- Dataset entries:
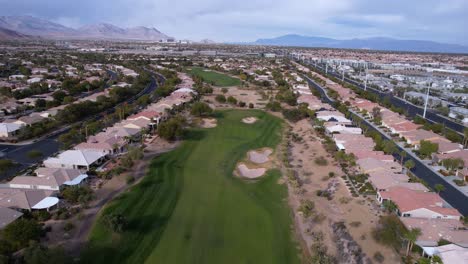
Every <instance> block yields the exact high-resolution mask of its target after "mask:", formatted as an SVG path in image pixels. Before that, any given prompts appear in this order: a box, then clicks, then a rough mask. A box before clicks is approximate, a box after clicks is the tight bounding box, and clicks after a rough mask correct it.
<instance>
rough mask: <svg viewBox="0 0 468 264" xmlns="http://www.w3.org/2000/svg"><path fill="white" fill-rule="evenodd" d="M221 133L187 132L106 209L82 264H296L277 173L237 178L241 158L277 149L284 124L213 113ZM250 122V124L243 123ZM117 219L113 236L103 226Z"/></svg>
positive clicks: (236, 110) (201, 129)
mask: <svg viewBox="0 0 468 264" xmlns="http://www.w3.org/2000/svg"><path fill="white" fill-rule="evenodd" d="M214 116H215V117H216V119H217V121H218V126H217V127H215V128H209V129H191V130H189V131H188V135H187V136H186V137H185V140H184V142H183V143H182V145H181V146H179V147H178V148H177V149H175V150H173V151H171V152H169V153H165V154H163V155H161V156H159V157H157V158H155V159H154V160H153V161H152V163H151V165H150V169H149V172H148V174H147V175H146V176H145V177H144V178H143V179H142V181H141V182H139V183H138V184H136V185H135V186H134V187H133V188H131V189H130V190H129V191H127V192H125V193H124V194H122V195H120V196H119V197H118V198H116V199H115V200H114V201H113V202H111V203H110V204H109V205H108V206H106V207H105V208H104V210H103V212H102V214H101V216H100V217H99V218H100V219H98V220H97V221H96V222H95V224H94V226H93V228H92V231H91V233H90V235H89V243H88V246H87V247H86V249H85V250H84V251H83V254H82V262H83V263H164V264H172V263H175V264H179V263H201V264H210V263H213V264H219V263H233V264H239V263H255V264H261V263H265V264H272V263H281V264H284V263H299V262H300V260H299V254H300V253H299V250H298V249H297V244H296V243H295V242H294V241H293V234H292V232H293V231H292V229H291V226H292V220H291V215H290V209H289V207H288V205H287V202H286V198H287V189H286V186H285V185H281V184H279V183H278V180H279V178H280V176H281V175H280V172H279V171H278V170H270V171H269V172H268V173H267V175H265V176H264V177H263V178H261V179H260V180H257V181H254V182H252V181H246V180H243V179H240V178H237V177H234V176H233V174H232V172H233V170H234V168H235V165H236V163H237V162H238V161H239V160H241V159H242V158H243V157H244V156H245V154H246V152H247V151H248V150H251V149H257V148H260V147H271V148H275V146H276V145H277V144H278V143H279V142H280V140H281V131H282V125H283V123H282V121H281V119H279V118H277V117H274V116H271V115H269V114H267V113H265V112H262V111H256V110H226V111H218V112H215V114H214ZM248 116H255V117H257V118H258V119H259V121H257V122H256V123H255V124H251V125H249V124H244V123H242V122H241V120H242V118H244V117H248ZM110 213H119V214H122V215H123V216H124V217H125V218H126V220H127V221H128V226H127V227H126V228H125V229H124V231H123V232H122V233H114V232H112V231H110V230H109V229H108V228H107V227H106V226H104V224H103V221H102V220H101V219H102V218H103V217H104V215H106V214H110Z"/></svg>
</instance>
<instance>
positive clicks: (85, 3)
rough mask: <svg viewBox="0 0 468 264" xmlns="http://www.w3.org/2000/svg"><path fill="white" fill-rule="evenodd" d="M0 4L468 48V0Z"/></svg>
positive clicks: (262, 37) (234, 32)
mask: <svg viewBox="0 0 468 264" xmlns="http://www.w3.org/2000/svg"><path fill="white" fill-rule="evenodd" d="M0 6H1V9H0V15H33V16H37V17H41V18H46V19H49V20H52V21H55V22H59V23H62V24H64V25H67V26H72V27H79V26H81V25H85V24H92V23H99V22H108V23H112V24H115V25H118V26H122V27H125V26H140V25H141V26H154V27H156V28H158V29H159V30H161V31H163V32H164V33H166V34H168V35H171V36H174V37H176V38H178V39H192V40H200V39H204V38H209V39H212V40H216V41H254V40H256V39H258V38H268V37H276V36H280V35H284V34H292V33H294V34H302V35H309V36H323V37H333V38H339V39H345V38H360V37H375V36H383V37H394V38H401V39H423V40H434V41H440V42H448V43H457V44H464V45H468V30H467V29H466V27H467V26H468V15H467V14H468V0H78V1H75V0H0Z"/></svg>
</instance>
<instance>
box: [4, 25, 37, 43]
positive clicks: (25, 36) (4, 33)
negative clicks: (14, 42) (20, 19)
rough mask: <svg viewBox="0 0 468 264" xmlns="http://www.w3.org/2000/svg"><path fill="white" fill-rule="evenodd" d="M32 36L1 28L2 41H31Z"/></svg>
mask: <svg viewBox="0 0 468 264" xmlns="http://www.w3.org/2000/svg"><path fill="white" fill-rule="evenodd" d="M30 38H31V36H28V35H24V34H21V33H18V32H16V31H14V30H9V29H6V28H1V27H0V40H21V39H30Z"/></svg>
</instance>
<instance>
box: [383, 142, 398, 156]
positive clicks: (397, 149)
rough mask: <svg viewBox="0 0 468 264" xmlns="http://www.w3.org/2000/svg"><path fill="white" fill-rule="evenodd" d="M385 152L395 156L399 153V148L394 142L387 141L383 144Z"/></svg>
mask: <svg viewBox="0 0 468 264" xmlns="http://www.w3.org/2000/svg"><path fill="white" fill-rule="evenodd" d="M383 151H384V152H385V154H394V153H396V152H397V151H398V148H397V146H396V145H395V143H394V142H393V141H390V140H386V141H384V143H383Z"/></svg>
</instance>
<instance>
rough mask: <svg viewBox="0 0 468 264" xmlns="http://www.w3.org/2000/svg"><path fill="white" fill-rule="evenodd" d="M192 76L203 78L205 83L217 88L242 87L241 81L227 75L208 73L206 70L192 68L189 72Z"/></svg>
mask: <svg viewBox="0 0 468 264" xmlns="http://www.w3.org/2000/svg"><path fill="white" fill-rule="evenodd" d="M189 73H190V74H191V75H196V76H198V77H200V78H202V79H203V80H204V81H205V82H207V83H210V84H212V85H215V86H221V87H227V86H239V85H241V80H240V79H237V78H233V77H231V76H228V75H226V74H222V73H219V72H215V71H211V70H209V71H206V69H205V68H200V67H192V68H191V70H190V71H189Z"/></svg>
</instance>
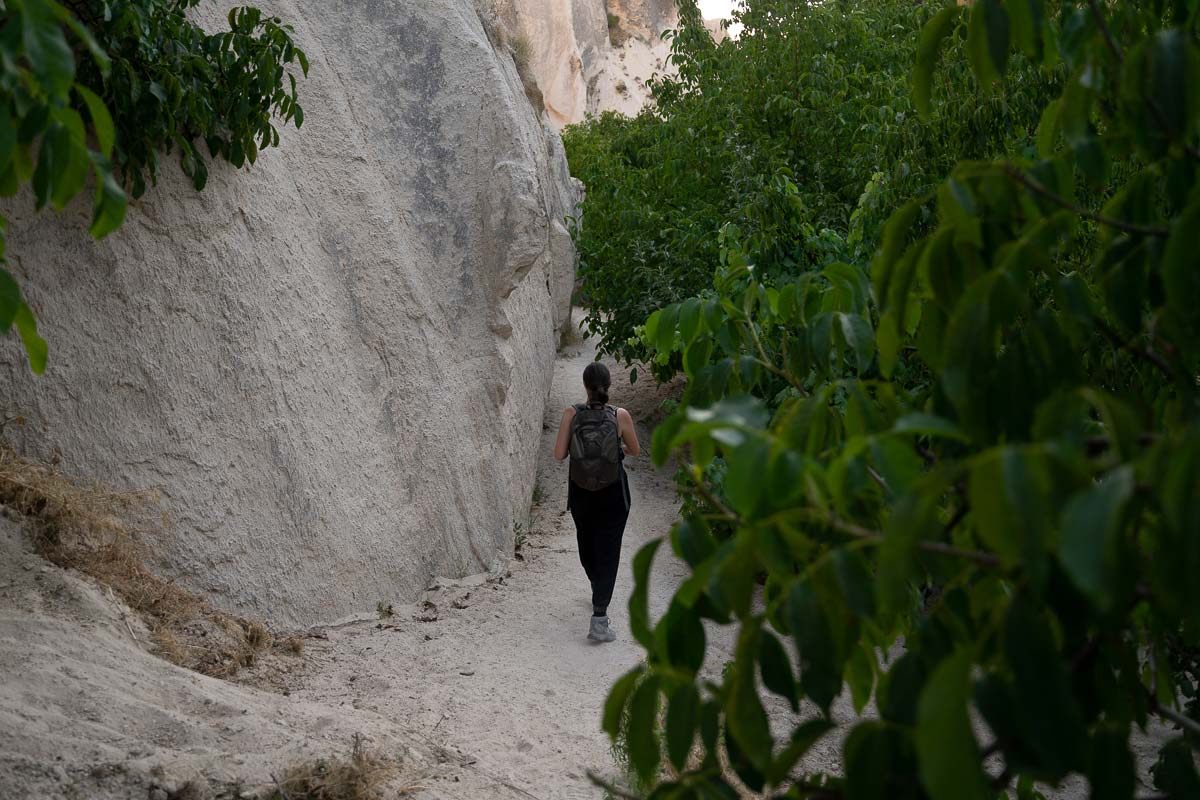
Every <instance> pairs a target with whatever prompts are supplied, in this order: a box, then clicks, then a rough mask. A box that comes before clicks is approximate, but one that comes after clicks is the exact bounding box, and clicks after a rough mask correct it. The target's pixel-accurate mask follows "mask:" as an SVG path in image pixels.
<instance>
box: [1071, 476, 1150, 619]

- Aim of the exercise: Recast the material from its first line through the line containing "positive clicks: (236, 110) (201, 129)" as a Markdown table with the columns Row and Line, numbering each line and skipping blank ones. Leave the pictures out.

- Expected answer:
| Row | Line |
|---|---|
| 1 | Every <instance> block yields the exact high-resolution mask of its target after "mask:", formatted as an SVG path in image pixels. Before that, any given prompts appear in this order: a box, then clicks, then a rough mask. A box before clicks is approximate, a box after clicks is the tight bounding box, and clicks after a rough mask correct it. |
| 2 | <instance> |
| 3 | rough mask: <svg viewBox="0 0 468 264" xmlns="http://www.w3.org/2000/svg"><path fill="white" fill-rule="evenodd" d="M221 133L187 132L106 209L82 264H296L277 173L237 178L241 158L277 149L284 124L213 113ZM250 122V124L243 123ZM117 219L113 236L103 226Z"/></svg> |
| 4 | positive clicks: (236, 110) (201, 129) |